> **Ações necessárias**
1) No trecho sobre os efeitos do álcool, o que o corpo deixa de produzir na tentativa de manter o equilíbrio do sistema nervoso?
2) Reescreva a parte do trecho sobre os efeitos do álcool que começa em "Agindo no sistema" e termina em "das células nervosas.", trocando "hipófise" por "glândula pituitária".
3) Escreva a continuação do trecho sobre os efeitos do álcool a partir da última frase apresentada.

> **Trecho do documento**
· · · · ·

Mas então, por que o álcool gera esses efeitos?
Entrando em uma análise um pouco mais física da ação da droga no organismo, Scivoletto destaca o efeito que o produto tem sobre o nosso sistema nervoso central: “Em geral, nós produzimos substâncias estimulantes e calmantes, e o álcool é um depressor do sistema nervoso, então, na tentativa de manter esse equilíbrio, nosso corpo deixa de produzir os calmantes naturais”. Ou seja, o álcool substitui a presença dos calmantes no corpo e, ao deixar de beber, esses calmantes começam a faltar, uma vez que o nosso corpo não os produz mais.
Agindo no sistema nervoso, o álcool altera toda a neuroquímica do organismo. Dessa forma, suas complicações acabam se estendendo não só a órgãos específicos mas também ao corpo como um todo, assim como problemas psicológicos como a depressão. Ele prejudica a liberação de hormônios na hipófise, por exemplo, que alteram o funcionamento de processos que seriam normais ao corpo. Pode afetar a circulação do sangue, provocar crises de hipertensão, ou a perda de absorção de vitamina B e ácido fólico, que prejudicam a manutenção das células nervosas.

· · · · ·

[Dados de localização de pontos]
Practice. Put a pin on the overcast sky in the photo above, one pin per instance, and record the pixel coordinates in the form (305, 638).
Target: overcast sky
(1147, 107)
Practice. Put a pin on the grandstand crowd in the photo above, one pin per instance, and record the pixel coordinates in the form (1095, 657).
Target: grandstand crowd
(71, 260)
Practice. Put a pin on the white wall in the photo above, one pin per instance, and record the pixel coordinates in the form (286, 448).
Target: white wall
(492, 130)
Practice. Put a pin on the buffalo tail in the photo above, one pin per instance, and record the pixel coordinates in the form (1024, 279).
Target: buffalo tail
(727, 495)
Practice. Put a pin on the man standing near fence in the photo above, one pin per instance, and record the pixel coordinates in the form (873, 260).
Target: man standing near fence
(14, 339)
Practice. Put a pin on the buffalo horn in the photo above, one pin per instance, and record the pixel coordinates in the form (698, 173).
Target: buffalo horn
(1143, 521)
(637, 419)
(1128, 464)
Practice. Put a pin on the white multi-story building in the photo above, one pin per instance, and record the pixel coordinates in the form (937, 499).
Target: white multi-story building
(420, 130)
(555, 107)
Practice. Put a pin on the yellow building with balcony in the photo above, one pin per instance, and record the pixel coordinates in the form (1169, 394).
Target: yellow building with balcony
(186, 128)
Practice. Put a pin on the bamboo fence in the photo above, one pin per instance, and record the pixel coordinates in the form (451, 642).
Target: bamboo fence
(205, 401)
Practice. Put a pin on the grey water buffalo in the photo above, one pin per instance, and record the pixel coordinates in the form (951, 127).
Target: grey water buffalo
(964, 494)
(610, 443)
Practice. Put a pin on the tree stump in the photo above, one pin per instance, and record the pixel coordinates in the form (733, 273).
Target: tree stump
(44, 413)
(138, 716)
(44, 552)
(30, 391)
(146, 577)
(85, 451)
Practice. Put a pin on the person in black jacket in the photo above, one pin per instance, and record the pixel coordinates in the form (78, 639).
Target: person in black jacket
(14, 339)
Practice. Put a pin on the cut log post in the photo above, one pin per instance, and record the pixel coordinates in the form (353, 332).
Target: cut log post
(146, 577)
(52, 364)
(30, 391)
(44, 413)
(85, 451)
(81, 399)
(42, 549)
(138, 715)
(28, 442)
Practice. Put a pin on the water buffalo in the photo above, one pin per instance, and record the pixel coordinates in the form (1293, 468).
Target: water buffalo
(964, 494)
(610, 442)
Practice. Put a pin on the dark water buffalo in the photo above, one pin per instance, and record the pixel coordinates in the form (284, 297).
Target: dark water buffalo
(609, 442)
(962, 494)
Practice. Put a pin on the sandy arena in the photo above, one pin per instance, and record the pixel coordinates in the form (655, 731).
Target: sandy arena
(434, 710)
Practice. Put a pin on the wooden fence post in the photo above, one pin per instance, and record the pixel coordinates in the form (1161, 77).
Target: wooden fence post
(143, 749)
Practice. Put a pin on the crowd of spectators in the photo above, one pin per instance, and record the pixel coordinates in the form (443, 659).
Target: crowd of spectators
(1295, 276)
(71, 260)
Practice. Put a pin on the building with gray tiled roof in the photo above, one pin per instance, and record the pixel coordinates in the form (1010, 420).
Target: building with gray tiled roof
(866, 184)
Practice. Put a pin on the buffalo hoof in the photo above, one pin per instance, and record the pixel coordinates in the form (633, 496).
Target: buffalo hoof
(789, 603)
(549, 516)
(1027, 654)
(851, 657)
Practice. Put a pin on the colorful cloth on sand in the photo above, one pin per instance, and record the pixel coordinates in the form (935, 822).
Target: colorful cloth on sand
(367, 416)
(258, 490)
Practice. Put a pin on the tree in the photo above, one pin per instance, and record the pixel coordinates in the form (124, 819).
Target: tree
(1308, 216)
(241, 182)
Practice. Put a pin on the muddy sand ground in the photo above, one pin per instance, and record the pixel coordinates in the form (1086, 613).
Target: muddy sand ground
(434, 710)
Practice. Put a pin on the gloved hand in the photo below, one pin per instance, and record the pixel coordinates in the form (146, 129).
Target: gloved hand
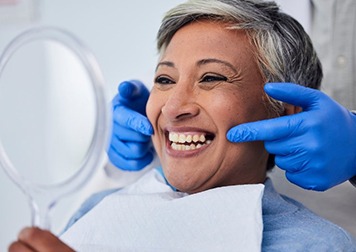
(130, 147)
(315, 147)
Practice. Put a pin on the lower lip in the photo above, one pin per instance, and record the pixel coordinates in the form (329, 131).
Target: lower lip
(185, 154)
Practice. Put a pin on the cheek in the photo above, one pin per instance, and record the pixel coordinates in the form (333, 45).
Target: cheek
(153, 108)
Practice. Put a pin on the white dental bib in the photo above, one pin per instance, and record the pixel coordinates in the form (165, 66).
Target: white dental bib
(149, 216)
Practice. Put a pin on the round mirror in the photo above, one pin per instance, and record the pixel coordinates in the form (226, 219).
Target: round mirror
(54, 115)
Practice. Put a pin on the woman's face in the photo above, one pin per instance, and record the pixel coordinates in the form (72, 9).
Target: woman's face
(206, 82)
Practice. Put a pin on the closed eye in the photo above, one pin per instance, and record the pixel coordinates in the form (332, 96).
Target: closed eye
(213, 78)
(163, 80)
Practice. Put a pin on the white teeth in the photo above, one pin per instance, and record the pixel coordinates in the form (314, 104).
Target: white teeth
(195, 138)
(183, 142)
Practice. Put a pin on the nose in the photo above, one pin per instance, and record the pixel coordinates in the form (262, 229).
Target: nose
(181, 103)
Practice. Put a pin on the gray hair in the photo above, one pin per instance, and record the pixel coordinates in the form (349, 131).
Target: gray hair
(284, 51)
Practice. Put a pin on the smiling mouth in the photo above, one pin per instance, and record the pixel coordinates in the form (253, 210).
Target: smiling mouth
(189, 141)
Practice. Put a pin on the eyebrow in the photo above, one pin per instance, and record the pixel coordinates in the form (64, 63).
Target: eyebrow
(200, 62)
(165, 63)
(213, 60)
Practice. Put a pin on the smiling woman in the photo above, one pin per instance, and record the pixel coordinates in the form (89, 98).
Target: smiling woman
(215, 57)
(207, 81)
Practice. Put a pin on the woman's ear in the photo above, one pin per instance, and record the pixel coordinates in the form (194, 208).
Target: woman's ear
(291, 109)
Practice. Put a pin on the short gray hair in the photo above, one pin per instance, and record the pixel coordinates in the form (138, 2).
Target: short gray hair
(284, 50)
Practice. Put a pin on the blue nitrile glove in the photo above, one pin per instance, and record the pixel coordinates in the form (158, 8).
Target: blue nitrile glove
(130, 147)
(316, 147)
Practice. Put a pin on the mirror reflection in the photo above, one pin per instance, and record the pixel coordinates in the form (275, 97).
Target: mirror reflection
(47, 107)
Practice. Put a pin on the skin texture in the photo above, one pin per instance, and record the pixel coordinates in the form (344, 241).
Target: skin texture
(207, 81)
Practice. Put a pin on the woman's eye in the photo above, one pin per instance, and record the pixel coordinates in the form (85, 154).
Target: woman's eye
(163, 80)
(213, 78)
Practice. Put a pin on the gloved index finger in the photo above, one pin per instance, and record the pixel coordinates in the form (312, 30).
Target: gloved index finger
(132, 120)
(265, 130)
(132, 89)
(307, 98)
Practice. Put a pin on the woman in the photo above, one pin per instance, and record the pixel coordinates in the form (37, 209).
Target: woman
(215, 57)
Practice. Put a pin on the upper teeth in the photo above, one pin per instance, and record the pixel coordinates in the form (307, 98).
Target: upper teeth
(183, 138)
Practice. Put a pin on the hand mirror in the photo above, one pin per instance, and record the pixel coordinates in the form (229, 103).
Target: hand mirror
(54, 116)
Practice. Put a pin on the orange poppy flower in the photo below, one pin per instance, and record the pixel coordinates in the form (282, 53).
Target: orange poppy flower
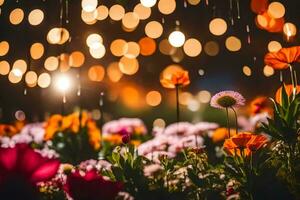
(283, 58)
(244, 144)
(289, 91)
(176, 78)
(260, 105)
(221, 133)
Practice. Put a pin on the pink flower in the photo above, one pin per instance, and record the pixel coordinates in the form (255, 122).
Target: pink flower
(227, 99)
(22, 166)
(90, 185)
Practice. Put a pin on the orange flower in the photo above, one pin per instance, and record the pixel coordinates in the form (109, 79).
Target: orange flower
(113, 138)
(243, 144)
(94, 134)
(289, 91)
(175, 78)
(283, 58)
(221, 133)
(260, 105)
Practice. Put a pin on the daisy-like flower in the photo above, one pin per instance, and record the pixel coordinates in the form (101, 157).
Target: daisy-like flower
(227, 99)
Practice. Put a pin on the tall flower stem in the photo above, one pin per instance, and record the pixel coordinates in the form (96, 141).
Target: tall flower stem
(228, 128)
(177, 103)
(236, 122)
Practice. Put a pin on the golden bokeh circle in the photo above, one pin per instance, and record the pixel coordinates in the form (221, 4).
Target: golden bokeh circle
(44, 80)
(4, 48)
(118, 47)
(113, 72)
(147, 46)
(133, 50)
(153, 98)
(101, 13)
(130, 21)
(233, 43)
(211, 48)
(98, 52)
(274, 46)
(218, 26)
(154, 29)
(36, 17)
(4, 67)
(31, 78)
(276, 10)
(192, 47)
(96, 73)
(51, 63)
(128, 66)
(76, 59)
(142, 11)
(167, 7)
(36, 51)
(16, 16)
(116, 12)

· · · · ·

> **Respostas**
1) Os calmantes naturais.

2)
Agindo no sistema nervoso, o álcool altera toda a neuroquímica do organismo. Dessa forma, suas complicações acabam se estendendo não só a órgãos específicos mas também ao corpo como um todo, assim como problemas psicológicos como a depressão. Ele prejudica a liberação de hormônios na glândula pituitária, por exemplo, que alteram o funcionamento de processos que seriam normais ao corpo. Pode afetar a circulação do sangue, provocar crises de hipertensão, ou a perda de absorção de vitamina B e ácido fólico, que prejudicam a manutenção das células nervosas.

3)
O psicológico como potencializador, mas não determinante
O uso de álcool está muito vinculado ao estado psicológico das pessoas. É claro que, se a pessoa encontra-se em um momento de maior vulnerabilidade, a bebida pode se tornar uma opção para um anestesiamento dessa situação. Tendo em vista que as nossas emoções também são produto de reações químicas, quando uma pessoa encontra-se em um estado inusual, ela vai ter menos capacidade para se controlar. Há uma diferença, porém, entre as pessoas que utilizam o álcool como escape eventual daquelas que realmente dependem dele, e isso está muito associado ao aspecto biológico de sua ação. De acordo com Scivoletto há, de fato, um fator genético importante no desenvolvimento da doença e, ao mesmo tempo, o adaptamento do organismo ao consumo diverge de pessoa para pessoa. Ou seja, não é todo mundo que faz uso frequente de álcool que passará a desenvolver a dependência, porque não são todos que terão essa reação ao uso.
O tratamento do ponto de vista pessoal e social
De acordo com dados da OMS, um total de 3,3 milhões de pessoas morrem todos os anos pelas consequências da bebida – 5,9% de todas as mortes no mundo. No grupo das pessoas entre 20 e 39 anos, 25% das mortes têm uma relação direta com o álcool. Diante dessa realidade, é preciso enfatizar que muitas das complicações advindas do uso do álcool se relacionam com outros aspectos da vida do dependente.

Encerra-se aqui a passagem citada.